» **Extract**

** START **

Why (in Python) is random.randint so much slower than random.random? - python

I got curious about the relative speeds of some random integer generating code. I wrote the following to check it out:
from random import random
from random import choice
from random import randint
from math import floor
import time
def main():
times = 1000000
startTime = time.time()
for i in range(times):
randint(0,9)
print(time.time()-startTime)
startTime = time.time()
for i in range(times):
choice([0,1,2,3,4,5,6,7,8,9])
print(time.time()-startTime)
startTime = time.time()
for i in range(times):
floor(10*random())##generates random integers in the same range as randint(0,9)
print(time.time()-startTime)
main()
The results of one trial of this code were
0.9340872764587402
0.6552846431732178
0.23188304901123047
Even after executing multiplication and math.floor, the final way of generating integers was by far fastest. Messing with the size of the range from which numbers were generated didn't change anything.
So, why is random way faster than randint? and is there any reason why (besides ease of use, readability, and not inviting mistakes) that one would prefer randint to random (e.g., randint produces more random pseudo-random integers)? If floor(x*random()) feels not readable enough but you want faster code, should you go for a specialized routine?
def myrandint(low,high): ###still about 1.6 longer than the above, but almost 2.5 times faster than random.randint
return floor((high-low+1)*random())+low ##returns a random integer between low and high, inclusive. Results may not be what you expect if int(low) != low, etc. But the numpty who writes 'randint(1.9,3.2)' gets what they deserve.

Before I answer your question (and don't worry, I do get there), take note of the common programmer's idiom:
Premature optimization is the root of all evil.

** END **

» **Required work**
[a] What programmer's idiom does the answer in the Python random number thread quote?
[b] Reproduce the records from their first line through the line containing "[49, 153, 1244, 594]", keeping both ends.

» **Supplied data**
** START **

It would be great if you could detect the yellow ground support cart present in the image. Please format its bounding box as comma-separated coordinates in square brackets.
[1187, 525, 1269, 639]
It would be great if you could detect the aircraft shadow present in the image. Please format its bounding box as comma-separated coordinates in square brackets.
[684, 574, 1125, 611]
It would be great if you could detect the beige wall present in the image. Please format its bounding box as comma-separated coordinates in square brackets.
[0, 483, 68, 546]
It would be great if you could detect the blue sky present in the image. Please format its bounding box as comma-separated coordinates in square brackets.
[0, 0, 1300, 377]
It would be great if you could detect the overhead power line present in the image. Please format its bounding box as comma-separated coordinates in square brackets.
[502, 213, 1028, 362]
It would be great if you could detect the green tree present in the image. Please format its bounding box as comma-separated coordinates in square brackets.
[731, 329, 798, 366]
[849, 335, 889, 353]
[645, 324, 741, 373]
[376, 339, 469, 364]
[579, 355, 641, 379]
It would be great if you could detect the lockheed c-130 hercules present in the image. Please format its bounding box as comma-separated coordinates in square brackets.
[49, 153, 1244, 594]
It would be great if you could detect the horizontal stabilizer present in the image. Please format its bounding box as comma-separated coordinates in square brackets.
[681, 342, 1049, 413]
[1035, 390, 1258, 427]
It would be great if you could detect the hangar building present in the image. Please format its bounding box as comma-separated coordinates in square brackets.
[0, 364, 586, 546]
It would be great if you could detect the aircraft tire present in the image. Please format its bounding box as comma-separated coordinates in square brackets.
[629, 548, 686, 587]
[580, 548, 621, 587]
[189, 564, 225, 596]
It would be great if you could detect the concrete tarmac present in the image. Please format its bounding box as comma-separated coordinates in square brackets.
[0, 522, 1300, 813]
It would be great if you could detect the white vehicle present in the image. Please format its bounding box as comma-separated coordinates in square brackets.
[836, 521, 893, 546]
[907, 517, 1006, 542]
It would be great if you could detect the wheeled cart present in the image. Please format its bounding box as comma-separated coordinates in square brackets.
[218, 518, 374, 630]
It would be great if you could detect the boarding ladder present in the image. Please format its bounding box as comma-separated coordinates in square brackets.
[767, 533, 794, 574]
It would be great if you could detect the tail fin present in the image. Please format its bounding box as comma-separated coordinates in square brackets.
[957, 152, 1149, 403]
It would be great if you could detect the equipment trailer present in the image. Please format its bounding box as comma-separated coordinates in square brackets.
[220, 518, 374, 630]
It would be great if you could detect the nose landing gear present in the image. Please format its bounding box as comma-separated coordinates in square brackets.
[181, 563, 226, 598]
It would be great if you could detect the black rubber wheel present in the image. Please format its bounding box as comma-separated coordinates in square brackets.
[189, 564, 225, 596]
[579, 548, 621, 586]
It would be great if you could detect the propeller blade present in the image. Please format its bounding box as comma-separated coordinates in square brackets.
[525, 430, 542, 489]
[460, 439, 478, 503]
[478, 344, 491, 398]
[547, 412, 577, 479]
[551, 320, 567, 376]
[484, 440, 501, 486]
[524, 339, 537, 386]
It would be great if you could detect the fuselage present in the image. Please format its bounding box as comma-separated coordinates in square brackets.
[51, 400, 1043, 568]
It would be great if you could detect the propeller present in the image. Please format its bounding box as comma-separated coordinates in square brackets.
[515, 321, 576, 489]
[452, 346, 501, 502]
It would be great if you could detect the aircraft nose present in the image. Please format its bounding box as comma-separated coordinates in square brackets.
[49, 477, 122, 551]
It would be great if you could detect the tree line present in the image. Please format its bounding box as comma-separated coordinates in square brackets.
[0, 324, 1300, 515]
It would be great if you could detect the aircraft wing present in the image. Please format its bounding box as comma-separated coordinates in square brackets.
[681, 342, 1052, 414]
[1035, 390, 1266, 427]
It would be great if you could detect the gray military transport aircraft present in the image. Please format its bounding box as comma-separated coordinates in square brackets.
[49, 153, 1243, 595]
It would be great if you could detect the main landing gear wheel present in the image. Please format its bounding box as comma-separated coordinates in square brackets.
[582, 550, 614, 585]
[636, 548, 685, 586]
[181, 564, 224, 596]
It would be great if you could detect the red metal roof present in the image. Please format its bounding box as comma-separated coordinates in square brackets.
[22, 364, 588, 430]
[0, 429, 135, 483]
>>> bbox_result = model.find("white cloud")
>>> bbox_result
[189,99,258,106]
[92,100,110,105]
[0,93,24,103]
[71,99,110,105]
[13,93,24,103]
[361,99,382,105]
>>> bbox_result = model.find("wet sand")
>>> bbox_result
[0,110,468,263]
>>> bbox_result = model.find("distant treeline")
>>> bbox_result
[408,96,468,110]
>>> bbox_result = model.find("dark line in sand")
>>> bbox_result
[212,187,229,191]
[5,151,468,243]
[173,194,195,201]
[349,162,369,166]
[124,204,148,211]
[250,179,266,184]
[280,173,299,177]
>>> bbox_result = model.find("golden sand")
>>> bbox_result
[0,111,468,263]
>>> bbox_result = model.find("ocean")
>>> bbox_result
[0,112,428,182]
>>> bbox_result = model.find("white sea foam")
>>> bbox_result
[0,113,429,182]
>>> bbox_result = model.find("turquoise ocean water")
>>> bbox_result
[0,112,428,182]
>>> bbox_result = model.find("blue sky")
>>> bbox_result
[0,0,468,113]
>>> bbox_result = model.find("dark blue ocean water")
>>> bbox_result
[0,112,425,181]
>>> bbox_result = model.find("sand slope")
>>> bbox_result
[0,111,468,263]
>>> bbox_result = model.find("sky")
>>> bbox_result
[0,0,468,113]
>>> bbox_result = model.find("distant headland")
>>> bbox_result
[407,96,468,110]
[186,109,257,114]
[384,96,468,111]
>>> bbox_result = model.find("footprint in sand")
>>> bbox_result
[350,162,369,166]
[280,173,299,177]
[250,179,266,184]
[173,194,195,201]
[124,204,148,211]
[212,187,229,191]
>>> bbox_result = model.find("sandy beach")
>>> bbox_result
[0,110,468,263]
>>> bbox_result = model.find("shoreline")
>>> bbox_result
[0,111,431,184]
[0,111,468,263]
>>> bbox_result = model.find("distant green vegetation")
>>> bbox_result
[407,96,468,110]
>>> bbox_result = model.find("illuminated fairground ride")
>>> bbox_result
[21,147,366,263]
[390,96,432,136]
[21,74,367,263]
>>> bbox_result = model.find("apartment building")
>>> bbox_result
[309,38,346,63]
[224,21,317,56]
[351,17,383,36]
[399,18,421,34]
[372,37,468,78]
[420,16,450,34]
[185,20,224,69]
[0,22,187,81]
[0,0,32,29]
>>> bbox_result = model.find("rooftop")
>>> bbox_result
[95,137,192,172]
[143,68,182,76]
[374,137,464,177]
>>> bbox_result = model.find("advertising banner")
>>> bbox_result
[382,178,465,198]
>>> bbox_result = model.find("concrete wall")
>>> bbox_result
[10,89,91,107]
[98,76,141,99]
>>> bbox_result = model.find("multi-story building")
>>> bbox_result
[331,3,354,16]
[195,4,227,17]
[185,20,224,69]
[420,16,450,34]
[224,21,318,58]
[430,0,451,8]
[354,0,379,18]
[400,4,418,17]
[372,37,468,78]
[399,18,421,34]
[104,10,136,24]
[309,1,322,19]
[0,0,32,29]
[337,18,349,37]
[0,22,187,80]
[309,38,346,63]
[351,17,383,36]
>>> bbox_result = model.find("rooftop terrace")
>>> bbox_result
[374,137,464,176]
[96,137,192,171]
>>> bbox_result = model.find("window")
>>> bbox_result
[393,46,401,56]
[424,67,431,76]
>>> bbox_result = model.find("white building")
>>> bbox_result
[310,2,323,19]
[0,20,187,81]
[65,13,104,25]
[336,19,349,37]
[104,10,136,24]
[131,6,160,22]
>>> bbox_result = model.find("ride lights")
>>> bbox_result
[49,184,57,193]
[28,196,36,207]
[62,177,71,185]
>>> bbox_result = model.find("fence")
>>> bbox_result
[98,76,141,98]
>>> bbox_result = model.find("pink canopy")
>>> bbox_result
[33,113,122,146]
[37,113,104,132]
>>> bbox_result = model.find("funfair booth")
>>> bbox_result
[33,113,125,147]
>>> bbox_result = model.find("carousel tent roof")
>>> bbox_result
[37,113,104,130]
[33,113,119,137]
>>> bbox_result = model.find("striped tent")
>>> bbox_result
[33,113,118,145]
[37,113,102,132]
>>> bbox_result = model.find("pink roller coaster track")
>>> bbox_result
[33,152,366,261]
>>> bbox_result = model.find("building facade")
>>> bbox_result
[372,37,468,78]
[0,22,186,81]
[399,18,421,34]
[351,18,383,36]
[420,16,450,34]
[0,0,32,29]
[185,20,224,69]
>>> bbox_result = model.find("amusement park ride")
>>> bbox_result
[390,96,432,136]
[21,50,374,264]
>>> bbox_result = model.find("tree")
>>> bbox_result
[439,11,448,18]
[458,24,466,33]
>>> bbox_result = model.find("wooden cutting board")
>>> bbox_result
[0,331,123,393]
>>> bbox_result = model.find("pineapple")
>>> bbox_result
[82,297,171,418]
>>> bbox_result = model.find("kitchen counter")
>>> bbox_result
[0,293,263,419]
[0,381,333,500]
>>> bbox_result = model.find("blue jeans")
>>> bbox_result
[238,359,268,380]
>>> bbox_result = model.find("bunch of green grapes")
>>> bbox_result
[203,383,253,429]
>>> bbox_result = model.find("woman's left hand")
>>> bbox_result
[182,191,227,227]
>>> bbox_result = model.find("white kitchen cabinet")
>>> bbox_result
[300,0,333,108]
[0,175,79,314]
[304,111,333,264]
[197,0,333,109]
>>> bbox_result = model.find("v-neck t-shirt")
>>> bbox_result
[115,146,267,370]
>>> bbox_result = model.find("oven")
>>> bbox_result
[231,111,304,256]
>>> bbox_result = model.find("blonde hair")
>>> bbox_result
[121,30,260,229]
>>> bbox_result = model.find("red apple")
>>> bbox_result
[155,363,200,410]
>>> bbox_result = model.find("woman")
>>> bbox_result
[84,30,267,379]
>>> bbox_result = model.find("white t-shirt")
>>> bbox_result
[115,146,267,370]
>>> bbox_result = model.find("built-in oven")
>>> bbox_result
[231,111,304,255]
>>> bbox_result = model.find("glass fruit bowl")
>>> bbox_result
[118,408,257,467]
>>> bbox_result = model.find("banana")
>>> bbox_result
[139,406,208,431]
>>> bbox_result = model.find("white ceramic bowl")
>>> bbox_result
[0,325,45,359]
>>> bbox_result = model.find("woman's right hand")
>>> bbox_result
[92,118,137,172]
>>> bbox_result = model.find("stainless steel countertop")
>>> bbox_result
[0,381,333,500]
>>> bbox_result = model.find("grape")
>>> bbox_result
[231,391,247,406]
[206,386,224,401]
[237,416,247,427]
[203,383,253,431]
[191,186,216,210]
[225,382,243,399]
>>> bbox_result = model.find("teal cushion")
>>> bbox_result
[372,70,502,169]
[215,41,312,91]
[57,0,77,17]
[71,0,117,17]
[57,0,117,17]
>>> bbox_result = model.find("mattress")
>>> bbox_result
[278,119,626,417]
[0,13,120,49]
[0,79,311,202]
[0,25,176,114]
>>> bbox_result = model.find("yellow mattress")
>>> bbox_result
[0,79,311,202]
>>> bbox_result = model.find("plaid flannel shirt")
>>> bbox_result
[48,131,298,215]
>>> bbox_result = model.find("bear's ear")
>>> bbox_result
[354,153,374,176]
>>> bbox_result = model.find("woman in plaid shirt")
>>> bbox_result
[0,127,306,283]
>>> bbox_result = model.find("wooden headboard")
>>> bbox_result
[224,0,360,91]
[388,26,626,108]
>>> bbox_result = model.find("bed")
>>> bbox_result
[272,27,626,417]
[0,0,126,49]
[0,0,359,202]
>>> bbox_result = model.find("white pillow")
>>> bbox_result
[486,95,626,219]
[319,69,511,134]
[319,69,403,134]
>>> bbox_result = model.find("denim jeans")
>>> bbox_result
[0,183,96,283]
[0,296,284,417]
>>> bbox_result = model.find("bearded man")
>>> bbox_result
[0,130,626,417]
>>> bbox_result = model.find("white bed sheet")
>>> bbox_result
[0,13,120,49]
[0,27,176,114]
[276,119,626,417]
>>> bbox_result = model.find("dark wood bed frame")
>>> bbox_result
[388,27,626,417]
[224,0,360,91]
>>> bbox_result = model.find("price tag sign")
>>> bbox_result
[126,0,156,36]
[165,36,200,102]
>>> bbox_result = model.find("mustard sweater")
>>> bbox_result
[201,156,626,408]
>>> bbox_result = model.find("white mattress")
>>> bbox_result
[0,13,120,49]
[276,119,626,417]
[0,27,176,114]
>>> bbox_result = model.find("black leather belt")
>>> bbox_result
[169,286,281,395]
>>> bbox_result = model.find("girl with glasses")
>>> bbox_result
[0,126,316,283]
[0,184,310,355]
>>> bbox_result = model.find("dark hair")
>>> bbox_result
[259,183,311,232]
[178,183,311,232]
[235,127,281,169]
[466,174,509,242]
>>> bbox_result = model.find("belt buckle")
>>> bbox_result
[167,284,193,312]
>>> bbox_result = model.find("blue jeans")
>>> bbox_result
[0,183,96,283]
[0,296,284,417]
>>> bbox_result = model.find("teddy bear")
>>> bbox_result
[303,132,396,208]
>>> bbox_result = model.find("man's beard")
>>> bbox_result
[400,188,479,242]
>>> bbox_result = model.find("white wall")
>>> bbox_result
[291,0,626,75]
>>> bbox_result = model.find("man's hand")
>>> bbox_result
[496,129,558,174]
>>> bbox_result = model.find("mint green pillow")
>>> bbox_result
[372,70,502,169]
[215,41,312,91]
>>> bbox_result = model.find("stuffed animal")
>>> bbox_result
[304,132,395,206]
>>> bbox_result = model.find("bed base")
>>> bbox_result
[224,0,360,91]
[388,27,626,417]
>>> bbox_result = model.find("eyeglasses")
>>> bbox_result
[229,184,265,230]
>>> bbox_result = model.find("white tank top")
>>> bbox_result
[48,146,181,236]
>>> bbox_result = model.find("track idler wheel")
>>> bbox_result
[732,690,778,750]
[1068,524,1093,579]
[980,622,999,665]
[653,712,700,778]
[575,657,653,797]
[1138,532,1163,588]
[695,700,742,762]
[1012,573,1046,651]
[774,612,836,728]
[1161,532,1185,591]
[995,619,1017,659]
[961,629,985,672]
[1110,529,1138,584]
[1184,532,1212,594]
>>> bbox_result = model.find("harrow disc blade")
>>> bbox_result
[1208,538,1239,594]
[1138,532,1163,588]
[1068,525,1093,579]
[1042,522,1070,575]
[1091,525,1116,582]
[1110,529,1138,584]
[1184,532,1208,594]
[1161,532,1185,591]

** END **

» **Outputs by task**
[a] "Premature optimization is the root of all evil."

[b]
It would be great if you could detect the yellow ground support cart present in the image. Please format its bounding box as comma-separated coordinates in square brackets.
[1187, 525, 1269, 639]
It would be great if you could detect the aircraft shadow present in the image. Please format its bounding box as comma-separated coordinates in square brackets.
[684, 574, 1125, 611]
It would be great if you could detect the beige wall present in the image. Please format its bounding box as comma-separated coordinates in square brackets.
[0, 483, 68, 546]
It would be great if you could detect the blue sky present in the image. Please format its bounding box as comma-separated coordinates in square brackets.
[0, 0, 1300, 377]
It would be great if you could detect the overhead power line present in the image. Please format its bounding box as comma-separated coordinates in square brackets.
[502, 213, 1028, 362]
It would be great if you could detect the green tree present in the image. Please format its bounding box as comma-separated coordinates in square brackets.
[731, 329, 798, 366]
[849, 335, 889, 353]
[645, 324, 741, 373]
[376, 339, 469, 364]
[579, 355, 641, 379]
It would be great if you could detect the lockheed c-130 hercules present in the image. Please format its bounding box as comma-separated coordinates in square brackets.
[49, 153, 1244, 594]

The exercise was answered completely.